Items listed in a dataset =
▼▼▼

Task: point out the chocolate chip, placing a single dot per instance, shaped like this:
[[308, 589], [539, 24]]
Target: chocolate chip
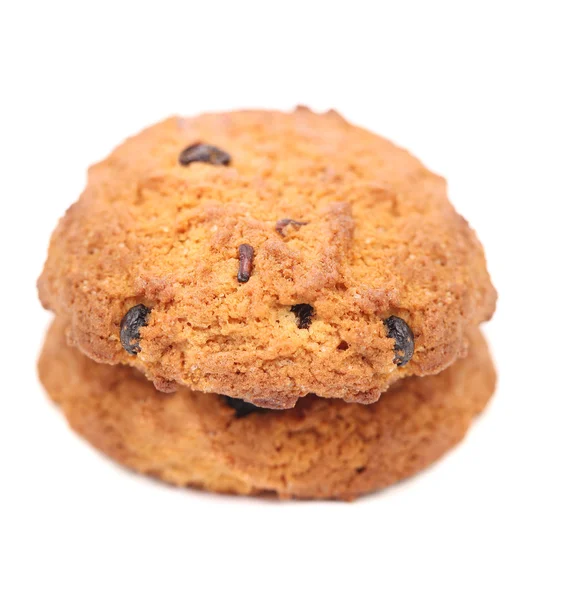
[[404, 339], [130, 326], [246, 253], [204, 153], [282, 223], [242, 408], [304, 314]]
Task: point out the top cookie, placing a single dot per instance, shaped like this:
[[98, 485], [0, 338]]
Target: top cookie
[[265, 256]]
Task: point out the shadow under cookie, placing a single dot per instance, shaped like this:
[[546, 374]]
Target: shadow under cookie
[[319, 449]]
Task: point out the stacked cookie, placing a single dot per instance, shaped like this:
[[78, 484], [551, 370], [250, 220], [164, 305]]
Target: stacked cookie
[[266, 302]]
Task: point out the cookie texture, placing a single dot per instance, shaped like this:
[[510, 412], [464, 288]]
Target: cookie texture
[[221, 225], [319, 449]]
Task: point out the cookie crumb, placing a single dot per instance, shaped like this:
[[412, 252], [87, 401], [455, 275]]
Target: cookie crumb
[[246, 253]]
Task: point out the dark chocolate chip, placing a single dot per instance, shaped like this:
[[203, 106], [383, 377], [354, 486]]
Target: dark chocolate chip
[[304, 314], [282, 223], [404, 339], [130, 326], [242, 408], [204, 153], [246, 253]]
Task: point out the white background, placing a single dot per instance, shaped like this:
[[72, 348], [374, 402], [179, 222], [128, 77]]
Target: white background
[[474, 90]]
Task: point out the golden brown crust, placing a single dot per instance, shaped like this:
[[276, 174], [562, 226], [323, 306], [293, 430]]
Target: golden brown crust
[[381, 239], [319, 449]]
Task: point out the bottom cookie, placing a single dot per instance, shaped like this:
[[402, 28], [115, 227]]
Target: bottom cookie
[[319, 449]]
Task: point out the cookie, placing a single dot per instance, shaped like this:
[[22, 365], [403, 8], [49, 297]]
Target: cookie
[[267, 256], [319, 449]]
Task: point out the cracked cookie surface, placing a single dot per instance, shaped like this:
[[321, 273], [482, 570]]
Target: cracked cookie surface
[[319, 449], [220, 225]]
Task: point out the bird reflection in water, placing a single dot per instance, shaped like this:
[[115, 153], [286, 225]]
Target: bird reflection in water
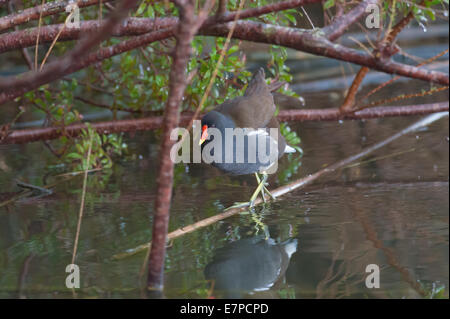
[[249, 265]]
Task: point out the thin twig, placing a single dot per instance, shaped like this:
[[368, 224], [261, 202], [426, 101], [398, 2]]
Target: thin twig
[[83, 196]]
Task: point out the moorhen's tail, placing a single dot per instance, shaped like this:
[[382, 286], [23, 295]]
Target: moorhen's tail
[[258, 84]]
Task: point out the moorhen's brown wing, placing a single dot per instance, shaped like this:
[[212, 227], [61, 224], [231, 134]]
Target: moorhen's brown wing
[[253, 110]]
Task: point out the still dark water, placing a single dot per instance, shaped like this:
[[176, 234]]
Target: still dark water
[[392, 210]]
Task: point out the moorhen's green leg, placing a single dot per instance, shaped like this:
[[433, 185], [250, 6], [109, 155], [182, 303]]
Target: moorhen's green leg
[[264, 187], [260, 189], [258, 180]]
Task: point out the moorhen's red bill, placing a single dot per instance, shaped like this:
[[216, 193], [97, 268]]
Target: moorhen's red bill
[[254, 112]]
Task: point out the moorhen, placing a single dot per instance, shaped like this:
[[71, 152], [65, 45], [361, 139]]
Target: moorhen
[[254, 112]]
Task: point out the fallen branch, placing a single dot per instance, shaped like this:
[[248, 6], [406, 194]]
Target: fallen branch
[[289, 187], [47, 9], [187, 28]]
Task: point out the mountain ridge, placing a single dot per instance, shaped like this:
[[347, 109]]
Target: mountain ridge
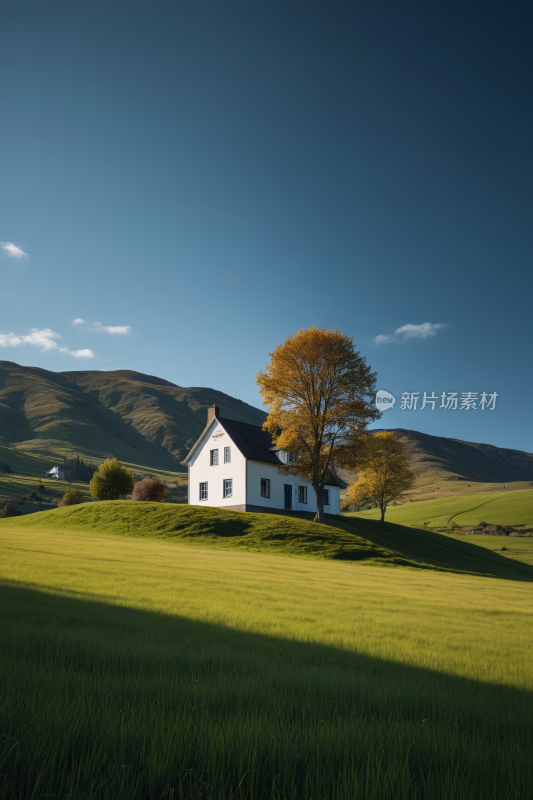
[[146, 420], [134, 417]]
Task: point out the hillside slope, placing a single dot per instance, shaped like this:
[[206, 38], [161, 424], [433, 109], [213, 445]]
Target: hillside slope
[[139, 419], [342, 539], [469, 460]]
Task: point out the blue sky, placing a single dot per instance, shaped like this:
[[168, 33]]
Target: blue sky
[[197, 180]]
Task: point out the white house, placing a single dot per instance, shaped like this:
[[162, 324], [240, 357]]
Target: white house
[[56, 472], [234, 465]]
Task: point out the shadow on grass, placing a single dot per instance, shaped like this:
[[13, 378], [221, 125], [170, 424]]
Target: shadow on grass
[[102, 701]]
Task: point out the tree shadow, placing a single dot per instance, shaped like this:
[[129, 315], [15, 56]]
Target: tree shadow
[[129, 703]]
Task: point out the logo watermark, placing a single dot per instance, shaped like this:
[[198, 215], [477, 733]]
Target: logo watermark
[[449, 401], [384, 400]]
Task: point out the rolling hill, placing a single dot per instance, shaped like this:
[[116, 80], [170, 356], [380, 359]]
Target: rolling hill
[[147, 421], [464, 460], [139, 419]]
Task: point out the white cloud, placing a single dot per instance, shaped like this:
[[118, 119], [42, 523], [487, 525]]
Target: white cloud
[[119, 330], [45, 338], [410, 331], [12, 250], [81, 353]]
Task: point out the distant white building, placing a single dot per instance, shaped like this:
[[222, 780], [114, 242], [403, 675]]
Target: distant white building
[[56, 472], [234, 465]]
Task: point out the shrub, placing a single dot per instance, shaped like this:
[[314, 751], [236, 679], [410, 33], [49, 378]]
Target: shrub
[[111, 481], [10, 510], [71, 498], [149, 489]]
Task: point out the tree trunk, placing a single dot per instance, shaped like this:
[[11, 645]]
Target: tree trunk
[[319, 517]]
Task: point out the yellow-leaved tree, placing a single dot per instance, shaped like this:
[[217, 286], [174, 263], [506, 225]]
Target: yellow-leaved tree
[[320, 393], [384, 475]]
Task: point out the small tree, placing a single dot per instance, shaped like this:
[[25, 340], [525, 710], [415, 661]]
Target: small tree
[[71, 498], [384, 475], [10, 510], [149, 489], [320, 392], [111, 481]]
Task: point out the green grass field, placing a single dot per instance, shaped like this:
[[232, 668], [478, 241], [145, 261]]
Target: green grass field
[[342, 539], [141, 667], [496, 508], [518, 549], [13, 487]]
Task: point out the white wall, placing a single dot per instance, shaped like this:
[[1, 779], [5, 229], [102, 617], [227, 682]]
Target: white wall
[[200, 470], [258, 469], [246, 476]]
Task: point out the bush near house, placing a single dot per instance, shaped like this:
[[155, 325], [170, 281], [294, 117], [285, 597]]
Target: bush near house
[[71, 498], [10, 510], [111, 481]]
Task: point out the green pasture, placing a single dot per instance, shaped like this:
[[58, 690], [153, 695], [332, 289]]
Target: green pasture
[[516, 548], [496, 508], [139, 667], [19, 461], [13, 487], [342, 539]]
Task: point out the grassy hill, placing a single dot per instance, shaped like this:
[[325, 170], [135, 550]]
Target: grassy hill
[[497, 508], [343, 539], [139, 419], [137, 667], [467, 460]]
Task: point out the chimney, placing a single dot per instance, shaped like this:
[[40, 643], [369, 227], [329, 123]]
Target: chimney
[[212, 412]]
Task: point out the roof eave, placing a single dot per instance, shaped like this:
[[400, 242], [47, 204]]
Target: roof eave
[[195, 445]]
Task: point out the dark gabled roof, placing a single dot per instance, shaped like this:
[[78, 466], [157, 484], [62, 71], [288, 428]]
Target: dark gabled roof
[[252, 441], [255, 443]]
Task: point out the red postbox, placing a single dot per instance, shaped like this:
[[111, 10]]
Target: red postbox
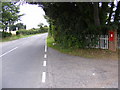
[[111, 36]]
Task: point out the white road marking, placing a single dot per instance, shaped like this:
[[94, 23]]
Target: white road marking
[[8, 51], [44, 63], [43, 77], [45, 55]]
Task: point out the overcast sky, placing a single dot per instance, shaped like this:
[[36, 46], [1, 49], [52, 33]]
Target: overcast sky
[[33, 15]]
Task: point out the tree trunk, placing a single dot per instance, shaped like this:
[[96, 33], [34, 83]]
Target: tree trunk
[[96, 14], [111, 11]]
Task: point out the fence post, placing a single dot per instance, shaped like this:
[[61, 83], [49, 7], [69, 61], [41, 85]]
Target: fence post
[[113, 40]]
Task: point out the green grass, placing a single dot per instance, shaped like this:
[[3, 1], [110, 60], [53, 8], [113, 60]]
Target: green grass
[[14, 37], [86, 53]]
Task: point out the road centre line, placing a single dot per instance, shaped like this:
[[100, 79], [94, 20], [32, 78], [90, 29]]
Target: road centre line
[[43, 77], [8, 51], [44, 63], [45, 55]]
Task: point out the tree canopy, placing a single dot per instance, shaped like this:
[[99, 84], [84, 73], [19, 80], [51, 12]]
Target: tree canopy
[[10, 14]]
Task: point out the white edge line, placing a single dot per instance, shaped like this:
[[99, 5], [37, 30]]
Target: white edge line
[[45, 55], [43, 77], [44, 63], [8, 51]]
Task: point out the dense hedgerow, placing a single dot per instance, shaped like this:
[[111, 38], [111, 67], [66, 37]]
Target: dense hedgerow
[[31, 31], [5, 34]]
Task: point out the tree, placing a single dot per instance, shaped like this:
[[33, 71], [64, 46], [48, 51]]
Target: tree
[[76, 24], [40, 25], [20, 26], [9, 14], [96, 14]]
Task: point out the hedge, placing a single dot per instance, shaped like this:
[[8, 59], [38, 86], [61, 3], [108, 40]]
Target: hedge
[[5, 34]]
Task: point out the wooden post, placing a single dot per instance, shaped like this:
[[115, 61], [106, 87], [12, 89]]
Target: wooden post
[[113, 40]]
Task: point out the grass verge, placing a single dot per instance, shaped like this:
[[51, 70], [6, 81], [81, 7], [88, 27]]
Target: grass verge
[[14, 37], [86, 53]]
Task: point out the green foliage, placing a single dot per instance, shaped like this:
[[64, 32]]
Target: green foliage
[[9, 14], [5, 34], [31, 31]]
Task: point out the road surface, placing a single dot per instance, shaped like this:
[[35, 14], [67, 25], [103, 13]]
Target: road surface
[[29, 63]]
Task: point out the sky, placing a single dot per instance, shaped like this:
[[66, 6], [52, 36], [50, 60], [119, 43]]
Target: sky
[[34, 15]]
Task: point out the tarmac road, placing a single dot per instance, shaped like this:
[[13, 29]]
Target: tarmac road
[[29, 63]]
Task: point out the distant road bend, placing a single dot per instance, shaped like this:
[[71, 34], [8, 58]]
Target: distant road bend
[[29, 63]]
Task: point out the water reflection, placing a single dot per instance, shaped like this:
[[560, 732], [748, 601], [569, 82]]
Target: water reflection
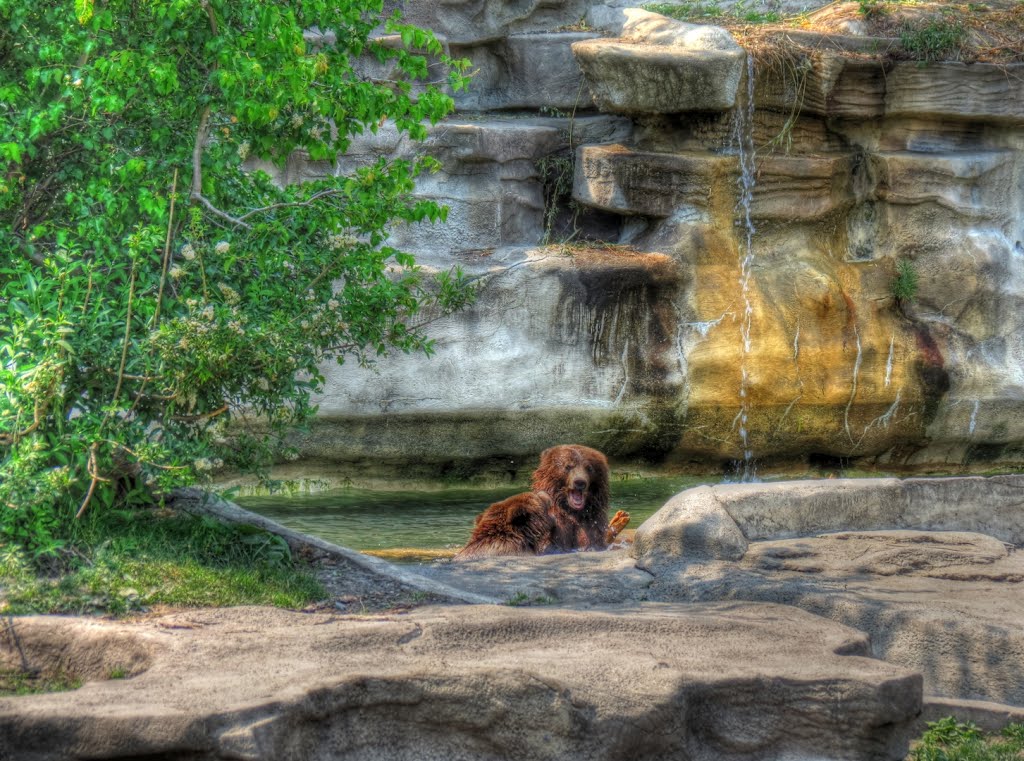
[[371, 520]]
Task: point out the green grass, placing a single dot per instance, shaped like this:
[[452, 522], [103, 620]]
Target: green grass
[[701, 10], [904, 285], [940, 39], [948, 740], [123, 561], [20, 683]]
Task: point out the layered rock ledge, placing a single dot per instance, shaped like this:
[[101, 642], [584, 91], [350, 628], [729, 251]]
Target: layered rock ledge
[[714, 681]]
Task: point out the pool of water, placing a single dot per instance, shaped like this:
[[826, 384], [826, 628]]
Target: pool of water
[[377, 520]]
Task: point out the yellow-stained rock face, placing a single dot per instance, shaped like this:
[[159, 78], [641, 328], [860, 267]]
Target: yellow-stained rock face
[[862, 299], [830, 368]]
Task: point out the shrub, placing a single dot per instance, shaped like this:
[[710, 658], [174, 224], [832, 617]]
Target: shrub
[[155, 284]]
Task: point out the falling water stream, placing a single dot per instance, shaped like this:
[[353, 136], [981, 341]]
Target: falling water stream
[[743, 136]]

▲▲▲

Reproduce the rows verbatim, starting at the beginning of the rows and ending with the line that contains "[[265, 256]]". Omit the pictures from your reproduction.

OUTPUT FOR THIS EXERCISE =
Task: point out the chocolate chip, placing a single dot per instance, shaped like this:
[[308, 589], [539, 24]]
Target: chocolate chip
[[404, 339], [130, 326], [246, 253], [204, 153], [282, 223], [242, 408], [304, 314]]
Task: point out the top cookie, placing a single dot per instance, shaped like this:
[[98, 485], [0, 338]]
Target: top cookie
[[265, 256]]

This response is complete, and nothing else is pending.